What is Transient Lactase Deficiency



All babies cry, but excessive, frequent crying in a baby who appears to be otherwise healthy, can be a sign of infant colic – something that affects up to 20% of babies in the first few months of life. In the UK, nearly 140,000 babies a year are likely to suffer from colic.1


The causes of colic are unknown although a number of theories have been suggested including indigestion, trapped wind and temporary gut sensitivity to lactose – a complex sugar found in both breast and formula milk.

Transient Lactase Deficiency

Young babies have digestive systems that are still developing and, in some cases, they are not capable of breaking lactose down into the simple sugars that their bodies can absorb. This is because they have problems producing lactase, the enzyme used to break down lactose in the stomach – causing discomfort as the milk is digested.


Healthcare professional sources like NICE and NHS Choices identify Transient Lactase Deficiency as being a possible cause of digestive discomfort in small babies.

NICE Guidelines2

The National Institute for Health and Care Excellence guidelines state that:
‘Transient lactase deficiency is a suggested underlying cause of infantile colic. The available evidence states that lactase drops may help ease the symptoms of colic for some babies.’

NICE Choices3

The NHS Choices website advises:
‘Lactase is an enzyme that helps break down a sugar called lactose, which is found in breast and formula milk. Your baby may have a temporary problem digesting the lactose in breast milk or infant formula, which could contribute to their colicky symptoms.’

  1. Britain's Birth Rate www.economist.com
  2. NHS Choices - Colic www.nhs.uk
  3. NICE Guidelines on Infantile Colic. Copy revised Nov 2014. www.cks.nice.org.uk

How Care Co-Lactase can help


Breakthrough treatment

Care Co-Lactase Infant Drops can be used from birth, are sugar, preservative and flavour-free and can be used for both breast-fed and infant formula-fed babies.

> Questions on the material
1 – Could you set down, word for word, the stretch of the page on transient lactase deficiency from "The causes of" through "both breast and formula milk."?
2 – Can you resume the page on transient lactase deficiency from the point where it stops?
These rows bear no relation to the page on transient lactase deficiency.

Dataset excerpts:
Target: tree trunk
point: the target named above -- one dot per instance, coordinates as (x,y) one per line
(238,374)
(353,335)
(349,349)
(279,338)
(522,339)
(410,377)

> Exercise responses
1 –
The causes of colic are unknown although a number of theories have been suggested including indigestion, trapped wind and temporary gut sensitivity to lactose – a complex sugar found in both breast and formula milk.

2 –
The lactase enzyme breaks down the lactose in milk into more easily digestible sugars that help to reduce the symptoms of Transient Lactase Deficiency.

Importantly, Care Co-Lactase Infant Drops is unlike other preparations in that it does not interfere with the feeding process. Other types of infant drops must be allowed to stand for 30 minutes after mixing before continuing with the feed, delaying the feeding of a hungry baby.


Breast feeding

  • Express a few tablespoons of breast milk into a sterilized container
  • Add 4 drops of Care Co-Lactase
  • Give to baby with a sterilised plastic spoon or syringe
  • Feed as normal



Infant formula

  • Add 4 drops to warm, made up formula
  • Shake
  • Feed as normal

Expressed breast milk

  • Defrost the milk if necessary & warm to feeding temperature
  • Add 4 drops of Care Co-Lactase to the milk when warm. Please note: do not add Care Co-Lactase to the milk if it is hot
  • Shake the milk and feed as normal
  • Discard any unused milk


What mums have said about Care Co-Lactase








Midwife advice


Penny’s tips for Transient Lactase Deficiency

Penny Lazell is a qualified midwife and neonatal nurse who has worked in the NHS since 1984. She writes regularly for Mother & Baby Magazine and has compiled these ten top tips for helping soothe the uncomfortable symptoms and side effects of Transient Lactase Deficiency.



Try not to worry – this is a temporary condition that usually occurs in the first few months of life, when babies may not have produced enough lactase enzyme to break down lactose in milk.


Giving smaller, frequent feeds can reduce the amount of lactose a baby takes each time.


Babies with transient lactase deficiency can be hard work. Call on friends and relatives to help give you a break.


Try feeding your baby in different positions – the rugby ball hold for breastfed babies or sitting more upright if formula-fed, for example. This can help slow down the feed.


Once you’ve finished feeding, try holding your baby in an upright position as this can help reduce discomfort.


Where stomach cramps are causing distress, introduce gentle massage techniques to relieve pain and discomfort.


Try skin-to-skin contact as this can have a calming effect on you and baby.


Warm baths may also help relieve discomfort.


Carrying your baby in a sling or sitting them in an upright position after feeds may help digestion.


Use lactase drops to help with the breakdown of milk lactose. If you’re concerned, seek advice from a healthcare professional.